======== Dataset records

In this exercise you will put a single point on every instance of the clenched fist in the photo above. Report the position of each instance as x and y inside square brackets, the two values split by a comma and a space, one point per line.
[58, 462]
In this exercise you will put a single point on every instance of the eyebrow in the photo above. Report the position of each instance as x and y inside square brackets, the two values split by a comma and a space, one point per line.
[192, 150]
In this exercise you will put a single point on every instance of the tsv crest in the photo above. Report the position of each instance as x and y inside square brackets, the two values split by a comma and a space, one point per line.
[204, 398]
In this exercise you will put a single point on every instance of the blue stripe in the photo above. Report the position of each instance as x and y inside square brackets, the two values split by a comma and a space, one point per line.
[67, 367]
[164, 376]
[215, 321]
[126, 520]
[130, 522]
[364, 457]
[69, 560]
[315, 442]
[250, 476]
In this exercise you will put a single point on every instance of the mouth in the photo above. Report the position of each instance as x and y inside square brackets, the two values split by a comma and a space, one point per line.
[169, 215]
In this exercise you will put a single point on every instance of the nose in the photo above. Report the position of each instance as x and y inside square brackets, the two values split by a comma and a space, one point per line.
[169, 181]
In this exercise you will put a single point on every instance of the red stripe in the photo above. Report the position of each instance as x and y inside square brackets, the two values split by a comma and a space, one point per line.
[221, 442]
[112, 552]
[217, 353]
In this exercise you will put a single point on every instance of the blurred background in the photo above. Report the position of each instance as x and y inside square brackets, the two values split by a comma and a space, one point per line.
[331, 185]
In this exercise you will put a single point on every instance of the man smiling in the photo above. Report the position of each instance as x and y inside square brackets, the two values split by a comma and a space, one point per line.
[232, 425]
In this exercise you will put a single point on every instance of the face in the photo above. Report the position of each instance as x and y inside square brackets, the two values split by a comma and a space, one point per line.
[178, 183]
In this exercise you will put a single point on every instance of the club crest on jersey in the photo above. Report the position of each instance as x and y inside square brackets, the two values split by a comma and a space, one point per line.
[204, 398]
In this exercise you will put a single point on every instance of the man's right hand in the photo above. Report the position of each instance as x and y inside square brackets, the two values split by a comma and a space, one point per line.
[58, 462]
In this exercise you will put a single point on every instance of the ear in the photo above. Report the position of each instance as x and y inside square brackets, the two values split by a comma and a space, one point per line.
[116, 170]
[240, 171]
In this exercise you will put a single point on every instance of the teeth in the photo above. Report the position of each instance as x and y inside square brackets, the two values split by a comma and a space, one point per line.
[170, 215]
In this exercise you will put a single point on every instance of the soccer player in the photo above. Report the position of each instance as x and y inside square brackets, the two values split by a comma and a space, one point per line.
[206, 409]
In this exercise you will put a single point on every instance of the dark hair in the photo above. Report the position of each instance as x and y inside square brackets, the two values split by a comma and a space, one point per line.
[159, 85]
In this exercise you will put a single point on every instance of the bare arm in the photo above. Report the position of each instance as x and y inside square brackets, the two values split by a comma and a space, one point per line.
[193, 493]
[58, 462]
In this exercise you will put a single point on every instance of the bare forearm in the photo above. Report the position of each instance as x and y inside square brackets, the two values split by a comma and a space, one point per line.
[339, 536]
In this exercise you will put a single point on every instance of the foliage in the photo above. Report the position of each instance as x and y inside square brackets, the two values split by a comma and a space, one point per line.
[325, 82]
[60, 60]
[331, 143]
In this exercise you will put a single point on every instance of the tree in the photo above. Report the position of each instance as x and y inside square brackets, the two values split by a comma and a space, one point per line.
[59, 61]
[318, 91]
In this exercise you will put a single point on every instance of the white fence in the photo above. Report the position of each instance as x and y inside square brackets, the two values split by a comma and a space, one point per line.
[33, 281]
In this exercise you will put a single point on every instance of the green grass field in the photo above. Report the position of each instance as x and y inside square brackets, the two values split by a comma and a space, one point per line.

================

_Task prompt_
Write out the entries above word for word.

_Exercise output_
In this exercise you will put a single point on every instance of the clenched fist in the photo above. Report the position of each instance as x and y inside square brackets, the two values split by a comma and a space, one point per line.
[58, 462]
In this exercise you will put a single point on every instance of the eyebrow in the photo above. Report the position of each instance as x and y inside square brackets, the two values split by a comma and a space, one point per line.
[192, 150]
In this exercise you will put a single point on every instance of the tsv crest in the photo above. Report the position of each instance as x and y inside square brackets, the two values split by a comma and a space, one point per line.
[204, 398]
In this exercise you will put a single point on every instance of the blue stripe in the photo above. Report the position of each instance as x and y inside square brackets, the two values split by a comma and a space, one point per line.
[67, 367]
[164, 376]
[215, 321]
[126, 520]
[130, 522]
[364, 457]
[69, 560]
[315, 442]
[250, 476]
In this exercise you will put a single point on every instance of the mouth in the photo above. Report the position of each instance as x and y inside square brackets, the two values split by a comma and a space, one point per line.
[169, 215]
In this exercise you will put a single point on every instance of the nose in the photo above. Report the position of each instance as x and y inside square brackets, the two values split by a comma and a space, one point per line.
[169, 181]
In this exercise you will put a single point on every instance of the red stripe in the photo above. Report the position of each instance as x and y inside square brackets, the two values split by a comma and a space, one point per line.
[221, 442]
[112, 552]
[217, 353]
In this exercise you will put a single point on every instance of the blurred background in the photo above. Report the position of each instance as x and y inside square brackets, the two values split by a comma and a space, one point per line.
[331, 185]
In this exercise you will put a single point on every instance of the man smiling in the photo above. Report the position of each instance as x and y inside square brackets, the two values split by a comma and a space, one point per line.
[232, 425]
In this exercise you will put a single point on every instance of the face in the photo above. Report the position of each instance as x and y inside square brackets, the two values split by a comma and a space, one point per line.
[178, 183]
In this exercise you will put a single point on every instance of the club crest on jersey in the photo above. Report the position of each instance as x and y inside square brackets, the two values split by a comma and a space, one point per line.
[204, 398]
In this exercise you will put a single point on every instance of the man's right hand in the photo above. Report the position of each instance as x and y inside square brackets, the two values split by a comma and a space, one point per line.
[58, 462]
In this exercise you will put a single point on every instance of the ear in the photo above. Report the position of each instance as x and y inside square brackets, the two values split by a comma and a space, one point per line.
[116, 170]
[240, 171]
In this exercise you will put a single point on every instance of the teeth in the photo above. Report the position of each instance as x and y inside square brackets, the two values split by a comma and a space, one point per line.
[170, 215]
In this exercise you will put a single point on every instance of the soccer player in the photo above. Report the position of each instance as x and y inside square brackets, the two values split by a comma and a space, one point per line.
[206, 409]
In this exercise you will put a single point on every instance of the dark hair in the photo above. Report the position of each instance as x and y inside square brackets, the two values split by a comma and a space, one point per line.
[159, 85]
In this exercise you will put a single point on every instance of the bare arm in the photo above. Report the position of each instance as x and y inside square brackets, the two values split by a comma and a space, one point per line.
[193, 493]
[58, 462]
In this exercise you will put a single point on every instance of the bare forearm in the photo above. Report the position of each instance as x and y inside square brackets, the two values split by a comma and a space, one point per line.
[339, 536]
In this exercise you will put a single point on every instance of the foliage in the photo above. Report the position of each instance as x and y inside square brackets, the two values split by a comma and a space, one point per line.
[325, 82]
[60, 60]
[331, 143]
In this exercise you will put a single point on every instance of the tree in the photo above. Report the position of each instance as x and y inside square brackets, the two values split by a comma and a space, one point per line.
[59, 61]
[318, 91]
In this exercise you will put a single point on every instance of the white fence in the photo above. Report the position of each instance as x and y inside square brackets, the two values split by a comma and a space, one point per line.
[33, 281]
In this exercise you will put a single point on every instance of the green grass field in the photo above. Report the position of each instance as x and y inside square brackets, the two values split by a comma and a space, one point per line.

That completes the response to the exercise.